Exercice écrit 1 »
Traduisez en anglais cette phrase de l'extrait de page : « Pour ce faire il demande au souverain espagnol l'autorisation de traverser son territoire. »

======== Extrait de page

La visite de l'Impératrice Joséphine de Beauharnais

Le contexte historique

 

En novembre 1806, en réponse à l'attitude britannique vis-à-vis des bateaux de commerce français, Napoléon décide d’établir un Blocus continental à l’encontre de l’Angleterre. Il s’agit d’asphyxier l’île  en l’empêchant d’exporter ses marchandises. Cette décision fait suite à la rupture de paix attribuée aux Anglais et qui a abouti à la bataille de Trafalgar et à la perte de colonies.

 

Pour poursuivre l'isolement de l'Angleterre, Napoléon se tourne vers le Portugal, allié des anglais, afin de  fermer les ports de ce pays au commerce britannique en lançant une offensive contre les Portugais. Pour ce faire il demande au souverain espagnol l’autorisation de traverser son territoire.

 

Le 27 octobre 1807, la France et l’Espagne signe le traité de Fontainebleau. Napoléon et Charles IV prévoyant ainsi le prochain dépècement du Portugal. Le général Junot, avec ses troupes, traverse l’Espagne. Le 19 novembre 1807, Junot arrive au Portugal et 21 jours plus tard, l’armée française entre dans Lisbonne. 

 

Napoléon commence alors à se mêler des affaires espagnoles. Sous prétexte d’envoyer des renforts à Junot, il fait entrer en Espagne une armée commandée par Murat. Au même moment, un coup d’État dirigé en sous-main par l’infant Ferdinand, renverse le roi Charles IV dont l’intention était d’abandonner ses Etats et de faire cap vers le Nouveau Monde.

================
======== Liste présentée

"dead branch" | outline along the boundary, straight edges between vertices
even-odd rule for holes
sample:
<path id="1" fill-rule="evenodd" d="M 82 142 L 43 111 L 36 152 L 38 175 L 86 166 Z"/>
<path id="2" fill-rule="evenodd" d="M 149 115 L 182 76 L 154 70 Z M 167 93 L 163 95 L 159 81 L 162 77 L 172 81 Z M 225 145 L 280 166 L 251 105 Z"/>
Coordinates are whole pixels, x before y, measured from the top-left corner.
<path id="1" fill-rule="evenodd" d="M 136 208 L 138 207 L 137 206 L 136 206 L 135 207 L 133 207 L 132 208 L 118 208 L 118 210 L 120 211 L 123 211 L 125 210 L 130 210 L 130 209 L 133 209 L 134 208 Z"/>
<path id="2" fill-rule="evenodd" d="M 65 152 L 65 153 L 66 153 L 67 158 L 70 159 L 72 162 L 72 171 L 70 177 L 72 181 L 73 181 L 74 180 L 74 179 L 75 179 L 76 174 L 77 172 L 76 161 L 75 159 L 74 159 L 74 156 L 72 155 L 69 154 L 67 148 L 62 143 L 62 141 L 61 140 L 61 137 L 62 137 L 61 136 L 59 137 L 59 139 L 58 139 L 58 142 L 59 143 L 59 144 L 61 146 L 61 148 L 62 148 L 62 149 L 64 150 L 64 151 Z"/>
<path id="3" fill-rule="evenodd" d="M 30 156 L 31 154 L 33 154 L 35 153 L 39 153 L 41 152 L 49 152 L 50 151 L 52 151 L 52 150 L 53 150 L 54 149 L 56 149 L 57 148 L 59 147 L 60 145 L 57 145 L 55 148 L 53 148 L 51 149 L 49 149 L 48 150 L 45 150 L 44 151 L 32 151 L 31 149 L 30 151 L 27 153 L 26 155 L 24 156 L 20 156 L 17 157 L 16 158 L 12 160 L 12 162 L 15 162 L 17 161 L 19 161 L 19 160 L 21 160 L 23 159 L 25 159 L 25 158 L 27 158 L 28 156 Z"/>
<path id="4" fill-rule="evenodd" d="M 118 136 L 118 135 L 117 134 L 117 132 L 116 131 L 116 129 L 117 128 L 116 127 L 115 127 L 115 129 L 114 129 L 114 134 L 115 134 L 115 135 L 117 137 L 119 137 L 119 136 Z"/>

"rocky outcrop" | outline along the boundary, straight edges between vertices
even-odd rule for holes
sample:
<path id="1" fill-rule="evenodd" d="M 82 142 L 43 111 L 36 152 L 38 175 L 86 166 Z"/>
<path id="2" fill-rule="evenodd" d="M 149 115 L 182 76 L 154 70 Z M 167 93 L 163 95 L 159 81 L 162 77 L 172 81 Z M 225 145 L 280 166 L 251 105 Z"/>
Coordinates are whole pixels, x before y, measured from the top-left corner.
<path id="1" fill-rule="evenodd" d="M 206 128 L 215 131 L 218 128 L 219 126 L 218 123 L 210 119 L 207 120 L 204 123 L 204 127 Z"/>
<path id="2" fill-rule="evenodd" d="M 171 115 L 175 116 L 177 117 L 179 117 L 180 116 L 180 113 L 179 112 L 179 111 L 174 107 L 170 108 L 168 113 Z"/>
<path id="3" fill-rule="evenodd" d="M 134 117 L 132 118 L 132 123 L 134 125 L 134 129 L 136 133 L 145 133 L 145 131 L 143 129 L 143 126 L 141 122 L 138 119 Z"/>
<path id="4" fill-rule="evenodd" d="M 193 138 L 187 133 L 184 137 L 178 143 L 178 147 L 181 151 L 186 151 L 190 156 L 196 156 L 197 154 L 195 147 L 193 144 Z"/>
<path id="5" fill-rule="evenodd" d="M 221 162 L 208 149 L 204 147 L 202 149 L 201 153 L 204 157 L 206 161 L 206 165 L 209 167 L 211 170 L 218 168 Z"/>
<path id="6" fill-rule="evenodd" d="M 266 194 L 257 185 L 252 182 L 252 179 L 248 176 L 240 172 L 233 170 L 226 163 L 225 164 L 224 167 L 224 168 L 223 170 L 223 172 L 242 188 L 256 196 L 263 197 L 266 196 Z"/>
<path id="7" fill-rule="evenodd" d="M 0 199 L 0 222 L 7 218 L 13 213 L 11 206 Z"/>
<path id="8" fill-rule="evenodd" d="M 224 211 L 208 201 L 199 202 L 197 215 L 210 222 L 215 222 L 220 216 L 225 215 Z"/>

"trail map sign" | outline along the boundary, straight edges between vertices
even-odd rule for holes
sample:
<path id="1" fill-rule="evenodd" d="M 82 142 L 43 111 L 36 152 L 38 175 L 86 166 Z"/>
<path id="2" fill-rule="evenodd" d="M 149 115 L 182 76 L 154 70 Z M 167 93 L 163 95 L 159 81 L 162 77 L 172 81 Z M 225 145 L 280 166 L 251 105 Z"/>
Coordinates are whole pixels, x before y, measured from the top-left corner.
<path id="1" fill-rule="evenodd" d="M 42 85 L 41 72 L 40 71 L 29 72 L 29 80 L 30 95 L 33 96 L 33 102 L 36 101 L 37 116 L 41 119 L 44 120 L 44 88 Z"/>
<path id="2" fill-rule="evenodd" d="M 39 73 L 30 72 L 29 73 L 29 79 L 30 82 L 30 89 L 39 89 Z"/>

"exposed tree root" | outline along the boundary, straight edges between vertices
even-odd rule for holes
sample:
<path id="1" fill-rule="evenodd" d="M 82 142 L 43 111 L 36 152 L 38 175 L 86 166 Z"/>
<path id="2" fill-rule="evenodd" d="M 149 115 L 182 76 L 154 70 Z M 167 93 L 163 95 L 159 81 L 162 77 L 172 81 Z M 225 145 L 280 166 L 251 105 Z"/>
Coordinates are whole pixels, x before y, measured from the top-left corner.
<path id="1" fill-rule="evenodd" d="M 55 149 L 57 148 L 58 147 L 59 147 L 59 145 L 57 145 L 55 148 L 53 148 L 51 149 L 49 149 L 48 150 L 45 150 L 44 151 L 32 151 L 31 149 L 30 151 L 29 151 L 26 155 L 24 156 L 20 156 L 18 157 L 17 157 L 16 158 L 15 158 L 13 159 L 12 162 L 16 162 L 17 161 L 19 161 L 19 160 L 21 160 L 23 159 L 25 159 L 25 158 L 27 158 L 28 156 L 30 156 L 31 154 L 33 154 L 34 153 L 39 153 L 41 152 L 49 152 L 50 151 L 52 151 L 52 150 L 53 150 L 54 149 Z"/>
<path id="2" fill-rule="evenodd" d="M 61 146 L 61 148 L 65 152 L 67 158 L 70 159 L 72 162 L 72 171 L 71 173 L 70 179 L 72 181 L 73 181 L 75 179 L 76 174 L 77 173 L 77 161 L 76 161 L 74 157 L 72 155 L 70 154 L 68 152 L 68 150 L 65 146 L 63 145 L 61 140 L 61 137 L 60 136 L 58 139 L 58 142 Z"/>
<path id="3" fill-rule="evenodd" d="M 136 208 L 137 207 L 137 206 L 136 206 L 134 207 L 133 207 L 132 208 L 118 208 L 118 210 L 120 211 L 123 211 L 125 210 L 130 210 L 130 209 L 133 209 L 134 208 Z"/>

================

Exercice écrit 2 »
Recopiez le passage de la liste allant de son début jusqu'à la ligne contenant « 136 208 L 138 » incluse, consignes comprises. Multipliez par 0,95 chaque coordonnée des tracés donnés en réponse, sans toucher aux consignes ni à leurs exemples de format, puis arrondissez à l'entier, les demis vers le haut.

Réponse écrite 1 »
To do so, he asks the Spanish sovereign for permission to cross his territory.

Réponse écrite 2 »
"dead branch" | outline along the boundary, straight edges between vertices
even-odd rule for holes
sample:
<path id="1" fill-rule="evenodd" d="M 82 142 L 43 111 L 36 152 L 38 175 L 86 166 Z"/>
<path id="2" fill-rule="evenodd" d="M 149 115 L 182 76 L 154 70 Z M 167 93 L 163 95 L 159 81 L 162 77 L 172 81 Z M 225 145 L 280 166 L 251 105 Z"/>
Coordinates are whole pixels, x before y, measured from the top-left corner.
<path id="1" fill-rule="evenodd" d="M 129 198 L 131 197 L 130 196 L 129 196 L 128 197 L 126 197 L 125 198 L 112 198 L 112 200 L 114 200 L 117 200 L 119 200 L 124 200 L 124 199 L 126 199 L 127 198 Z"/>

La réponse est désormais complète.